====== RECORDS FOR THIS EXERCISE ======

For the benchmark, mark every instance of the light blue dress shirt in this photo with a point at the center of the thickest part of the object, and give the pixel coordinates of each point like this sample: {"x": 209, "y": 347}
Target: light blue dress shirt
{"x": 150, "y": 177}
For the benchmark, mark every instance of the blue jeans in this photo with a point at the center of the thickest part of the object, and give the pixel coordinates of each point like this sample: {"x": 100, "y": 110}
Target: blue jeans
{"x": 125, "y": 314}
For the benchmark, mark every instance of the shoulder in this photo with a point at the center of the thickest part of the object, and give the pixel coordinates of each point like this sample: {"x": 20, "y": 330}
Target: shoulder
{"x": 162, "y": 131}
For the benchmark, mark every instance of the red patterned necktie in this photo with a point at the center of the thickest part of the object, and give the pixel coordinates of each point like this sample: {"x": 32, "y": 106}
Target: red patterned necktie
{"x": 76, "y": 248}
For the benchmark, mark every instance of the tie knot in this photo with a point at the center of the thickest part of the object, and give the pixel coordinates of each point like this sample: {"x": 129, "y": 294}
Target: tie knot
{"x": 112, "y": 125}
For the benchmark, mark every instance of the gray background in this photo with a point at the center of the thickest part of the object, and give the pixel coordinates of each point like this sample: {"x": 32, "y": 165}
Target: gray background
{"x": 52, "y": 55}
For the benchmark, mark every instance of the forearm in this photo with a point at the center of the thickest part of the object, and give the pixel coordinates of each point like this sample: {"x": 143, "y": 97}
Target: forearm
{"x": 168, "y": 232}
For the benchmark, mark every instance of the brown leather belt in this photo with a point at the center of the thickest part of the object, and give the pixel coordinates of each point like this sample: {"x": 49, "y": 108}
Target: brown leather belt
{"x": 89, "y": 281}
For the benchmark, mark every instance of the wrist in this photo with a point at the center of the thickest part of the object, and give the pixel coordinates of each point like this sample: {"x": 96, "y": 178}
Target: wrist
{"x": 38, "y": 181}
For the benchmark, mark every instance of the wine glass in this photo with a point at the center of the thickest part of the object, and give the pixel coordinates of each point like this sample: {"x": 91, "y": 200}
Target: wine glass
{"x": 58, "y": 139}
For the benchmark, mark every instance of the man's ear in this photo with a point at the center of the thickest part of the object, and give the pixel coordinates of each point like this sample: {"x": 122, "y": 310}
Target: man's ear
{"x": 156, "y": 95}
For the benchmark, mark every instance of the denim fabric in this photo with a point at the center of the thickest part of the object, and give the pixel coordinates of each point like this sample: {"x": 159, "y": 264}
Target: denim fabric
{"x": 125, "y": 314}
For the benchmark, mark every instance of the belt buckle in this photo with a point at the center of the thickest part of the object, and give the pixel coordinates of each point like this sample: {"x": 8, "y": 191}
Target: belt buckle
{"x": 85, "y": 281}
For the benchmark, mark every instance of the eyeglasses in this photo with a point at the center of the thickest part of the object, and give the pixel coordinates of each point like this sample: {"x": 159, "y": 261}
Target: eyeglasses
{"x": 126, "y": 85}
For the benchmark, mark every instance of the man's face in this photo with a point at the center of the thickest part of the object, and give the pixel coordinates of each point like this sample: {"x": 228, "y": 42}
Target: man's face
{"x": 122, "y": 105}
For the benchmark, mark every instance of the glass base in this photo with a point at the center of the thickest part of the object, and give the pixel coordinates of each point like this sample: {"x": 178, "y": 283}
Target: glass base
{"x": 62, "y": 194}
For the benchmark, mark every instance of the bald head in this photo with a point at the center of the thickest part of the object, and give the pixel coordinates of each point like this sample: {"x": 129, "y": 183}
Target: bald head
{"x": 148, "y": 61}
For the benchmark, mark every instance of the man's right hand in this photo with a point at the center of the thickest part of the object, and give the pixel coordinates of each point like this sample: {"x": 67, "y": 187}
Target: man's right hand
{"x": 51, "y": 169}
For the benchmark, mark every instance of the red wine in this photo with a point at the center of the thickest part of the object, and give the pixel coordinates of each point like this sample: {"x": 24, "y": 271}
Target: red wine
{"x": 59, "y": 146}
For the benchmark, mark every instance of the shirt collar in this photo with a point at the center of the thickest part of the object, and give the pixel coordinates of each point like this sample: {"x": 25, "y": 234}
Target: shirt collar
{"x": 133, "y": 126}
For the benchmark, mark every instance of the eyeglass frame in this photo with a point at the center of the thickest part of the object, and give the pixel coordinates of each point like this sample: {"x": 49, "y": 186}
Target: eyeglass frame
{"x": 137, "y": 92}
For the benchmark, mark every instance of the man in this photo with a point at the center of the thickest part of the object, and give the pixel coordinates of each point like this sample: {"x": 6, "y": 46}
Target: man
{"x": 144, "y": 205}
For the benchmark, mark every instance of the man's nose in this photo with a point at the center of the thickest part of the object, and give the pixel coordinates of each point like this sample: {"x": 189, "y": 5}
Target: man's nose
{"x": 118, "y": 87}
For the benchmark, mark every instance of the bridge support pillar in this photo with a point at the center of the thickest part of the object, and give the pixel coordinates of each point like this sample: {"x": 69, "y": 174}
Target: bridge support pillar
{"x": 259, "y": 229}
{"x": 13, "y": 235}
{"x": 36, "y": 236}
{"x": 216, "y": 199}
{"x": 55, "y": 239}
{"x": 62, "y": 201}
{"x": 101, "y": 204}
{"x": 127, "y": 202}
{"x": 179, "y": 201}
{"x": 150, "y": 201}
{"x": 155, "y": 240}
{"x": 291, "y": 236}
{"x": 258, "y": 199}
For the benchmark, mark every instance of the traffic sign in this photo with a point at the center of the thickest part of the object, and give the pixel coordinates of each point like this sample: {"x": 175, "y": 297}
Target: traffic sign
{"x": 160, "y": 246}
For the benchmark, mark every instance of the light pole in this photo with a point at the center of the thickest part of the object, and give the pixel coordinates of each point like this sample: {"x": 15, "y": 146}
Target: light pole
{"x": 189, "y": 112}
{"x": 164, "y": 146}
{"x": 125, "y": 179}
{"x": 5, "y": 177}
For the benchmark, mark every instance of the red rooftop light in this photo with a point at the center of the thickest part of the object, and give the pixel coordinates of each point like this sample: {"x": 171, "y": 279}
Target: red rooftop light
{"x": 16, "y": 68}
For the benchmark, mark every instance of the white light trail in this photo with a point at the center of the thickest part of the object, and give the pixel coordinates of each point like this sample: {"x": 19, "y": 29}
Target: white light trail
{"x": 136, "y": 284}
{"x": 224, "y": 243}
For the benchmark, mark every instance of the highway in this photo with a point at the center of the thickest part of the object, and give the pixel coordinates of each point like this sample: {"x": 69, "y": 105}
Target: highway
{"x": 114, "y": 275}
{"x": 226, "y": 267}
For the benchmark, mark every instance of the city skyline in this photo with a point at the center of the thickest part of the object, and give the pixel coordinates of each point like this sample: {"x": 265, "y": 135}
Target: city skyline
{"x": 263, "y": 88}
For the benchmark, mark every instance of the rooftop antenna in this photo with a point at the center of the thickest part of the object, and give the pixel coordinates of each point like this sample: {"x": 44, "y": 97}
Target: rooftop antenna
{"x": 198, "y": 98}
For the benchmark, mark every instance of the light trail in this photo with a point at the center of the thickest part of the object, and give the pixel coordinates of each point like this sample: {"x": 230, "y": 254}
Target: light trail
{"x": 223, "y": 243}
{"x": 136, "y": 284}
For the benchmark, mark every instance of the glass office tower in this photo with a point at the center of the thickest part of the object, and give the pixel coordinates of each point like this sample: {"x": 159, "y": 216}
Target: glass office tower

======

PROBLEM TO SOLVE
Print the records above exactly as they appear.

EXPECTED ANSWER
For the benchmark, mark every instance of the light blue dress shirt in this photo with a point at the center of the thickest part of the object, and give the pixel coordinates of each point like this sample: {"x": 209, "y": 347}
Target: light blue dress shirt
{"x": 150, "y": 177}
For the benchmark, mark every instance of the blue jeans in this photo with a point at the center of the thickest part of the object, and give the pixel coordinates of each point like this sample: {"x": 100, "y": 110}
Target: blue jeans
{"x": 125, "y": 314}
For the benchmark, mark every instance of the shoulder in this photo with a point at the center of the thickest part of the object, and give the pixel coordinates of each point like this sample: {"x": 20, "y": 330}
Target: shoulder
{"x": 162, "y": 131}
For the benchmark, mark every instance of the red patterned necktie in this photo with a point at the center of the thickest part of the object, and give the pixel coordinates of each point like this sample: {"x": 32, "y": 106}
Target: red patterned necktie
{"x": 76, "y": 248}
For the benchmark, mark every instance of the tie knot in this photo with a point at the center of the thickest part of the object, and give the pixel coordinates of each point like this sample: {"x": 129, "y": 294}
Target: tie knot
{"x": 112, "y": 125}
For the benchmark, mark every instance of the gray background in this photo with a point at the center of the thickest part of the object, and give the pixel coordinates of each point like this sample: {"x": 32, "y": 165}
Target: gray background
{"x": 52, "y": 55}
For the benchmark, mark every instance of the forearm in this photo with a point at the center of the thickest part of the object, and give the pixel coordinates of each point like this sample: {"x": 143, "y": 97}
Target: forearm
{"x": 168, "y": 232}
For the benchmark, mark every instance of the brown leather belt in this photo with a point at the center of the thickest part of the object, and give the pixel coordinates of each point like this sample: {"x": 49, "y": 108}
Target: brown leather belt
{"x": 89, "y": 281}
For the benchmark, mark every instance of the wrist in this photo with a point at the center of the thickest part of the object, and give the pixel coordinates of each point like this sample: {"x": 96, "y": 178}
Target: wrist
{"x": 38, "y": 181}
For the benchmark, mark every instance of the wine glass in this photo with a point at the center of the thickest part of the object, and give the pixel coordinates of each point like this sample: {"x": 91, "y": 200}
Target: wine glass
{"x": 58, "y": 139}
For the benchmark, mark every instance of the man's ear in this photo with a point at the center of the thickest part of the object, and give the pixel coordinates of each point like this sample: {"x": 122, "y": 310}
Target: man's ear
{"x": 156, "y": 95}
For the benchmark, mark every instance of the denim fabric in this photo with a point at the center of the thickest part of the object, and give the pixel coordinates of each point like this sample: {"x": 159, "y": 264}
Target: denim fabric
{"x": 125, "y": 314}
For the benchmark, mark every instance of the belt buckle in this photo with a point at the center of the thickest part of the object, and give the pixel coordinates of each point like this sample: {"x": 8, "y": 191}
Target: belt buckle
{"x": 85, "y": 281}
For the benchmark, mark every instance of the eyeglasses in this photo with a point at the center of the thickest part of the object, and give the pixel coordinates of each point like this sample: {"x": 159, "y": 261}
Target: eyeglasses
{"x": 126, "y": 85}
For the benchmark, mark every instance of the man's face in this photo with a point at the center of the thickest part of the object, and give the pixel coordinates of each point like this sample: {"x": 228, "y": 42}
Target: man's face
{"x": 122, "y": 105}
For the benchmark, mark every instance of the glass base in this photo with a point at the center of the thickest part of the object, and give the pixel coordinates of each point like this sample: {"x": 178, "y": 283}
Target: glass base
{"x": 62, "y": 194}
For the benchmark, mark every instance of the bald head in this photo with a point at the center of the thickest part of the object, and give the pixel coordinates of each point like this sample: {"x": 129, "y": 183}
Target: bald head
{"x": 148, "y": 61}
For the benchmark, mark every instance of the man's right hand in this photo with a point at the center of the thickest part of the object, and give the pixel coordinates of each point like this sample: {"x": 67, "y": 187}
Target: man's right hand
{"x": 51, "y": 169}
For the benchmark, mark every instance of the red wine in this photo with a point at the center of the thickest part of the object, and give the pixel coordinates of each point like this sample: {"x": 24, "y": 271}
Target: red wine
{"x": 59, "y": 146}
For the benchmark, mark every instance of the shirt collar in this photo with a point at the center of the thickest part of the object, and give the pixel coordinates of each point like this sample: {"x": 25, "y": 234}
Target: shirt collar
{"x": 133, "y": 126}
For the benchmark, mark every instance of the eyeglass frame in this photo with a point at the center of the thickest part of the object, and give the pixel coordinates of each point like this sample: {"x": 49, "y": 186}
Target: eyeglass frame
{"x": 137, "y": 92}
For the benchmark, mark every instance of the man in this photo with a point at the center of the thickest part of the object, and give the pixel coordinates of each point like this sample: {"x": 6, "y": 46}
Target: man
{"x": 144, "y": 205}
For the benchmark, mark every instance of the man's nose in this photo with a point at the center of the thickest part of the object, and give the pixel coordinates of each point like this sample: {"x": 189, "y": 5}
Target: man's nose
{"x": 118, "y": 87}
For the benchmark, mark every instance of the bridge support pillar in this photo with a point at the center of the thickest part of the object, and give the pixel coordinates of each point like this sample: {"x": 69, "y": 174}
Target: bridge support pillar
{"x": 259, "y": 229}
{"x": 13, "y": 235}
{"x": 36, "y": 236}
{"x": 216, "y": 199}
{"x": 55, "y": 239}
{"x": 62, "y": 201}
{"x": 101, "y": 204}
{"x": 127, "y": 202}
{"x": 179, "y": 201}
{"x": 150, "y": 201}
{"x": 155, "y": 240}
{"x": 291, "y": 236}
{"x": 258, "y": 199}
For the benchmark, mark every instance of the traffic sign in this photo with a point at the center of the thickest part of the object, and give the pixel coordinates of each point like this sample: {"x": 175, "y": 297}
Target: traffic sign
{"x": 160, "y": 246}
For the benchmark, mark every instance of the light pole in this photo with a point at the center of the thickest part of the object, and give the pixel coordinates of each point like this sample: {"x": 15, "y": 146}
Target: light pole
{"x": 189, "y": 112}
{"x": 164, "y": 146}
{"x": 125, "y": 179}
{"x": 5, "y": 177}
For the benchmark, mark every instance of the red rooftop light in this photo with a point at the center of the thickest part of the object, and give the pixel coordinates of each point like this sample: {"x": 171, "y": 279}
Target: red rooftop light
{"x": 16, "y": 68}
For the benchmark, mark every instance of the white light trail in this photo with a point at the center of the thickest part of the object, and give the pixel coordinates of each point like this sample: {"x": 19, "y": 29}
Target: white light trail
{"x": 136, "y": 284}
{"x": 224, "y": 243}
For the benchmark, mark every instance of the highway in this photo with a point at the center of the thickest part of the object, and give the pixel coordinates of each point like this sample: {"x": 69, "y": 105}
Target: highway
{"x": 114, "y": 275}
{"x": 226, "y": 267}
For the benchmark, mark every instance of the city skyline in this photo with a point at the center of the thickest part of the object, and give the pixel coordinates of each point like this sample: {"x": 265, "y": 135}
Target: city skyline
{"x": 263, "y": 88}
For the benchmark, mark every instance of the rooftop antenna in this photo with a point at the center of the thickest part of the object, and give the pixel coordinates of each point like this sample: {"x": 44, "y": 97}
Target: rooftop antenna
{"x": 198, "y": 98}
For the benchmark, mark every instance of the light trail in this photo with a point at the center of the thickest part of the object, and give the pixel coordinates of each point like this sample: {"x": 230, "y": 254}
Target: light trail
{"x": 223, "y": 243}
{"x": 136, "y": 284}
For the benchmark, mark every instance of the glass office tower in this photo with a point at the center of the thickest part of the object, and give the pixel coordinates of each point like this sample: {"x": 159, "y": 216}
Target: glass office tower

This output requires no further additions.